▶ [The exercise]:
The lines to extract start at the one containing "metal chain in" and end with the last line; give them exactly and nothing more.
------ Dataset records
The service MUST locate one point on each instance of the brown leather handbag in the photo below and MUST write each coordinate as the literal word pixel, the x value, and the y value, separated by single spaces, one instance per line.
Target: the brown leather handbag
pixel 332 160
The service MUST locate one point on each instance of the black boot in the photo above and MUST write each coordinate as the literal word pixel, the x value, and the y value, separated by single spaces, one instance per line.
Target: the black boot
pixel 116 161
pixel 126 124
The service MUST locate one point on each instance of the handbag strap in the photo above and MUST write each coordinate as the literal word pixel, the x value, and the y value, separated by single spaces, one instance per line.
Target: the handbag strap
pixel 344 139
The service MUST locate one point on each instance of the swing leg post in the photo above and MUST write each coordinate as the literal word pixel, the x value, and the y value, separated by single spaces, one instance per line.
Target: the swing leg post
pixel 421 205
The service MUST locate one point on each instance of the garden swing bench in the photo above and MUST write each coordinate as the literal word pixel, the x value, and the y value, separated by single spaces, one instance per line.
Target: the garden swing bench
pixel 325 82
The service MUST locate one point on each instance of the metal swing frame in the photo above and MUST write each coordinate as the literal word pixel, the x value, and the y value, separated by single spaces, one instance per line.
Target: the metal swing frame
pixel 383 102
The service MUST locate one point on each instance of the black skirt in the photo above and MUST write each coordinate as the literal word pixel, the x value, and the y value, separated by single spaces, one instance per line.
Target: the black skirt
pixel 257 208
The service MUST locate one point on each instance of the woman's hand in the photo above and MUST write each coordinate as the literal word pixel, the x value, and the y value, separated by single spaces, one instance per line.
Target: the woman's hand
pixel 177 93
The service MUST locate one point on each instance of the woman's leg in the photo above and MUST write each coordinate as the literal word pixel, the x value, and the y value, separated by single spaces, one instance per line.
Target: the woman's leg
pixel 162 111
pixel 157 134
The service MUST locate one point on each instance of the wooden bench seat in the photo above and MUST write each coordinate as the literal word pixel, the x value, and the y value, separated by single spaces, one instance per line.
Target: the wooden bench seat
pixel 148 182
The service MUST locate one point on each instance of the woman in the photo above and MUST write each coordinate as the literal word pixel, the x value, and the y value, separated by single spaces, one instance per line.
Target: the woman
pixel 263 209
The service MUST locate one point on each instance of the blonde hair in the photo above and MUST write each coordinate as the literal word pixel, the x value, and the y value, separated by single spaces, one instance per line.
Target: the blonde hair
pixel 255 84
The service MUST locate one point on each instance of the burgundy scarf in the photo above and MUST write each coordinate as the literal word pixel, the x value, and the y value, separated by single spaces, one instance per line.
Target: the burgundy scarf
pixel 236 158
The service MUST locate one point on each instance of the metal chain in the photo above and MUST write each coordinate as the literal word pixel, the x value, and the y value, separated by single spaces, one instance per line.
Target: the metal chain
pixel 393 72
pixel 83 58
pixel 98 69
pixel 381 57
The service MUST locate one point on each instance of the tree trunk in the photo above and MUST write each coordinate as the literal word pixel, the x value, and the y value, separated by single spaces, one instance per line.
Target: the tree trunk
------------
▶ [Expected answer]:
The service MUST locate one point on each instance of the metal chain in the photo above and MUST write each coordinate as the literal word pixel, the x value, and the y value, separated by single spaces, one instance per line.
Target: the metal chain
pixel 393 72
pixel 83 58
pixel 98 69
pixel 381 57
The service MUST locate one point on each instance of the tree trunk in the photo above and MUST write each coordinate as the literal word pixel, the x value, and the y value, separated by single spaces, one instance per line.
Target: the tree trunk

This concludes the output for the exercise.